━━━ Texte retenu

Le ministre-président flamand verrait bien le Benelux ne former qu’un seul pays. Au sein de la N-VA, Bart De Wever a déjà plaidé pour un renforcement des liens entre la Belgique, les Pays-Bas et le Luxembourg, lui aussi. Sur papier, un tel Etat pourrait avoir de l’allure. Mais dans les faits, c’est une autre paire de manches.
Décidément, cette petite musique se fait entendre, parmi les cadors de la N-VA. Les nationalistes flamands ne sont guère attachés au royaume de Belgique, c’est une évidence. A côté des velléités indépendantistes, confédéralistes, voire rattachistes, l’idée d’un élargissement fait son chemin. Et ce désir unificateur/expantionniste porte sur le Benelux.
«Ça ne se ferait pas du jour au lendemain», concédait récemment le ministre-président flamand, Matthias Diependaele (N-VA), à la radio néerlandaise NPO Radio 1. Cela étant, il n’est «absolument pas opposé à l’unification du Benelux en un seul pays». Dans le propos, il ne s’agit pas de ressasser de vieux fantasmes nationalistes, mais de défendre «une approche tournée vers l’avenir» en matière de coopération et d’alliances. En septembre, Bart De Wever avait déjà vanté l’article 350 du traité sur le fonctionnement de l’Union européenne, qui permet à la Belgique, aux Pays-Bas et au Luxembourg d’approfondir leurs collaborations.

━━━━━━
━━━ Jeu de données

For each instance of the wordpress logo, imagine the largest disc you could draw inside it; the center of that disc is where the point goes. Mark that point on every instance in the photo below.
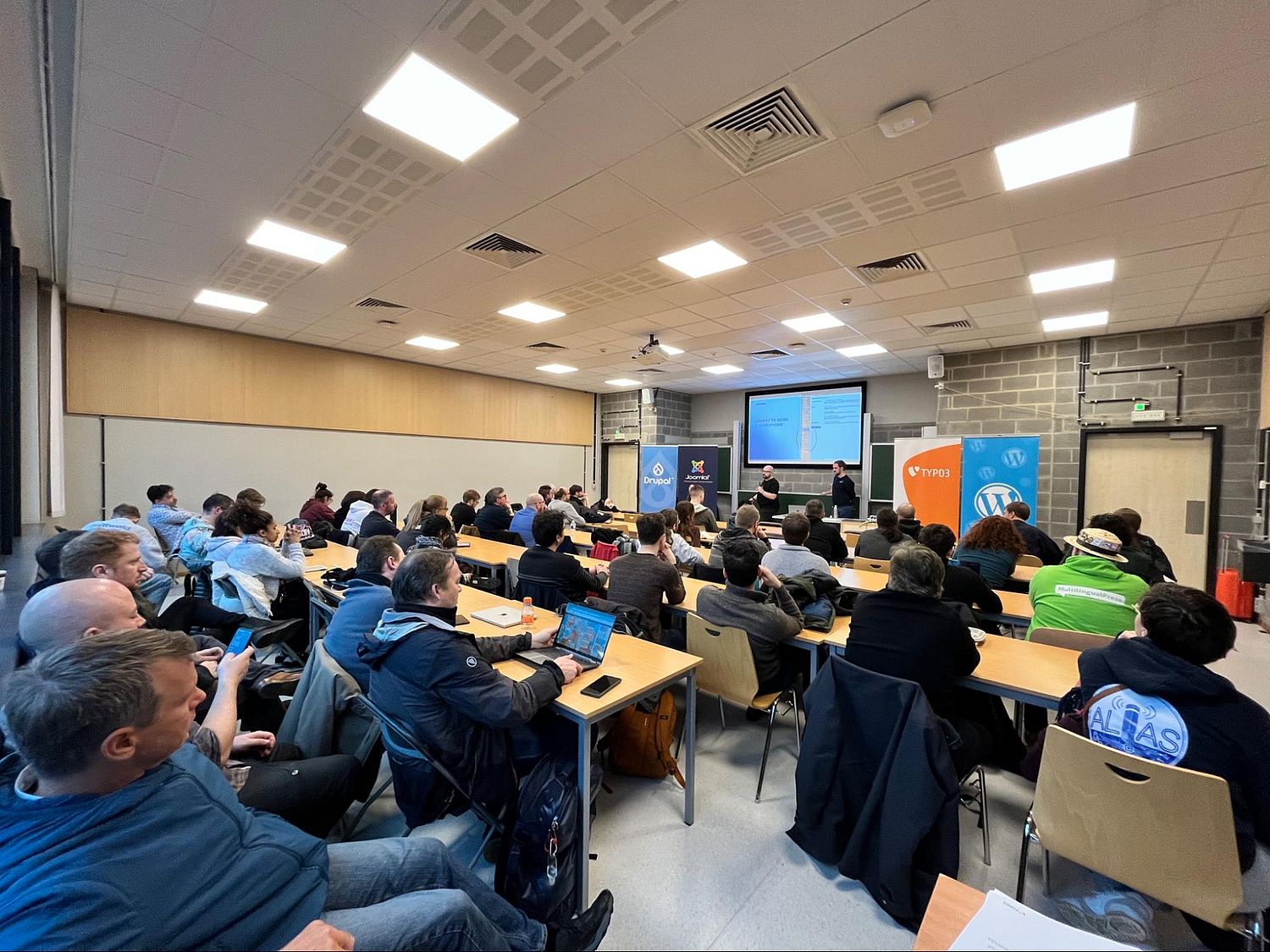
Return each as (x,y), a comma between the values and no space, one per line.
(993,499)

━━━━━━

Consigne: Selon le texte retenu sur le Benelux, pourquoi Matthias Diependaele présente-t-il l'unification du Benelux en un seul pays comme une idée défendable ? Répondez en une à trois phrases. Appuyez-vous uniquement sur le texte retenu.

Réponse attendue: D'après lui, il ne s'agit pas de ressasser de vieux fantasmes nationalistes. Il y voit la défense d'une approche tournée vers l'avenir en matière de coopération et d'alliances.